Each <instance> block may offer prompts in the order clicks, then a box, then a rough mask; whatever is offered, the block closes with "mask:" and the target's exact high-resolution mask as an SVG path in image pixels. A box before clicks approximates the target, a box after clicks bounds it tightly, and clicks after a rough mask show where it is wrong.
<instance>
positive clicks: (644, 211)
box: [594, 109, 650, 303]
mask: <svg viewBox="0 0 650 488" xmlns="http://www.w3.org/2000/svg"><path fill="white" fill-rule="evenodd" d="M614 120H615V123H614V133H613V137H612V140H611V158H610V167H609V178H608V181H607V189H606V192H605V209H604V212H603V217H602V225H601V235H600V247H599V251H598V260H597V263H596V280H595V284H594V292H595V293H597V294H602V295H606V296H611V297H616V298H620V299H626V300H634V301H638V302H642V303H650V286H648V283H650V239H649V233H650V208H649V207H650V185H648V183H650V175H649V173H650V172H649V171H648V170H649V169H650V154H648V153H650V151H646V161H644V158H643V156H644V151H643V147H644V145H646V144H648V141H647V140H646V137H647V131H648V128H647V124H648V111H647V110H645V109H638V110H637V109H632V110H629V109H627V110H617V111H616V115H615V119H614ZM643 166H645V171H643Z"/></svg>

◆ Instructions for the task:
Copy these rows exactly as they appear, without changing anything.

◆ Output of the task:
Each <instance> block may offer prompts in the order clicks, then a box, then a rough mask; whatever is offered, the block closes with "mask:" and the target's exact high-resolution mask as an SVG path in image pixels. A box before clicks approximates the target, a box after clicks bounds it tightly, and clicks after a rough mask show where it is wrong.
<instance>
positive clicks: (644, 211)
box: [594, 109, 650, 303]
mask: <svg viewBox="0 0 650 488" xmlns="http://www.w3.org/2000/svg"><path fill="white" fill-rule="evenodd" d="M614 120H615V123H614V133H613V137H612V140H611V158H610V167H609V178H608V181H607V189H606V192H605V209H604V212H603V217H602V225H601V235H600V247H599V251H598V260H597V263H596V280H595V284H594V292H595V293H597V294H602V295H606V296H611V297H616V298H620V299H626V300H634V301H638V302H642V303H650V286H648V283H650V239H649V233H650V208H649V207H650V185H648V183H650V175H649V173H650V172H649V171H648V170H649V169H650V154H648V153H650V151H646V161H644V158H643V156H644V151H643V147H644V145H646V144H648V141H647V140H646V137H647V131H648V128H647V124H648V111H647V110H645V109H638V110H637V109H632V110H629V109H627V110H617V111H616V115H615V119H614ZM643 166H645V171H643Z"/></svg>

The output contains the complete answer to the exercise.